### Written problem
Every line below should be repeated exactly.

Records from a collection
_ _ _
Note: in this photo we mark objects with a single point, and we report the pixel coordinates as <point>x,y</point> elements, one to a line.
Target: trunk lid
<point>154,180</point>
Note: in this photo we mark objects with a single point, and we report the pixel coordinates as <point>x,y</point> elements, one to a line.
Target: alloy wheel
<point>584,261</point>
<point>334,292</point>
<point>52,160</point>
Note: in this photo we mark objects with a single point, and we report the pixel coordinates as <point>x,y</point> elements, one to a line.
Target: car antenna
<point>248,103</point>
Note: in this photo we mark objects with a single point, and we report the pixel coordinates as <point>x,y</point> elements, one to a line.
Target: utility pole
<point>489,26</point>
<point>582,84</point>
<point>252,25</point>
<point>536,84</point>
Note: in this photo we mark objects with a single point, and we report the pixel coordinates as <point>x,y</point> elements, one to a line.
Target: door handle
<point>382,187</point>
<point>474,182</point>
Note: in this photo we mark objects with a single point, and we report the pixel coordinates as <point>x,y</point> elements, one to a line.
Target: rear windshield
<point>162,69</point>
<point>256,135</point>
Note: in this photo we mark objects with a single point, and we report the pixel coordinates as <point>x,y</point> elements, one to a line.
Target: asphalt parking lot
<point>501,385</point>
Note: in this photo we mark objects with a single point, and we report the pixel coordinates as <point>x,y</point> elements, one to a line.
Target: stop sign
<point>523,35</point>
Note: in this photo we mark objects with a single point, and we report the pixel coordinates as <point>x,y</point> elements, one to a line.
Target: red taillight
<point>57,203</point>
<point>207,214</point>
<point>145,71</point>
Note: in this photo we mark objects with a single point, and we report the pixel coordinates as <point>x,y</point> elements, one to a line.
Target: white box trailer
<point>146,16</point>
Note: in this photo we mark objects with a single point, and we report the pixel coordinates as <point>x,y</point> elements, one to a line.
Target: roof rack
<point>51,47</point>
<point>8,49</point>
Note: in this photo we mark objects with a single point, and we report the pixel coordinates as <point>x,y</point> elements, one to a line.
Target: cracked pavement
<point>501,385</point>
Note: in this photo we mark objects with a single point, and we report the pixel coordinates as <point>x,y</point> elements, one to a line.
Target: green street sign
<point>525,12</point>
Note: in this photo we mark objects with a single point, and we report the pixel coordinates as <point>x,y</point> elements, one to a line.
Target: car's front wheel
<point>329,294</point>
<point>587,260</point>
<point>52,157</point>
_ _ _
### Written solution
Note: in this photo we mark objects with a single point, and we report the pixel coordinates as <point>x,y</point> elements, one to a line.
Target: trunk lid
<point>154,180</point>
Note: in this photo we mark objects with a single point, and we report the pixel coordinates as <point>x,y</point> elements, one to a line.
Target: alloy wheel
<point>584,261</point>
<point>334,292</point>
<point>52,160</point>
Note: in this photo we mark objects with a single point, and we report the pixel coordinates as <point>x,y</point> elements, one to a line.
Target: car antenna
<point>248,103</point>
Note: in this photo we mark objects with a single point, and we report the pixel coordinates as <point>x,y</point> elements, one to a line.
Target: utility pole
<point>489,26</point>
<point>582,84</point>
<point>252,25</point>
<point>536,84</point>
Note: in this photo we mark objects with a single point, and we report the pixel coordinates as <point>x,y</point> elements, one to a line.
Target: door handle
<point>382,187</point>
<point>474,182</point>
Note: in this photo we mark objects with a single point, and we report the pixel coordinates as <point>x,y</point> elements, one to a line.
Target: rear windshield
<point>162,69</point>
<point>256,135</point>
Note: in this photo we mark objects with a single point, and we report the pixel coordinates as <point>x,y</point> elements, one to a line.
Target: asphalt parking lot
<point>501,385</point>
Note: in this photo we mark objects with a single point, and we report the pixel coordinates as <point>x,y</point> elements, one to a line.
Target: stop sign
<point>523,35</point>
Note: in this photo we mark objects with a single point, and we report the pixel coordinates as <point>x,y</point> elements, one to a line.
Target: red taillight
<point>57,203</point>
<point>207,214</point>
<point>145,71</point>
Note: in this photo we mark objects with a single point, and we report the pixel coordinates as <point>x,y</point> elements, one to a line.
Target: white box trailer
<point>146,16</point>
Note: in this photo we mark objects with a single point, and we report the pixel coordinates as <point>x,y</point> elements, one to a line.
Target: roof rack
<point>51,47</point>
<point>8,49</point>
Note: in this photo we mark objects with a single point, and we report the pixel coordinates as <point>x,y</point> elements, one to a line.
Target: cracked pavement
<point>501,385</point>
Note: in this photo we mark objects with a single point, and we report the pixel coordinates as <point>x,y</point> elements, one to a line.
Target: green street sign
<point>525,12</point>
Note: in this photo we mark objects with a single point, and we report the pixel coordinates as <point>x,y</point> elements, one to a line.
Target: car's front wheel
<point>329,294</point>
<point>587,260</point>
<point>52,157</point>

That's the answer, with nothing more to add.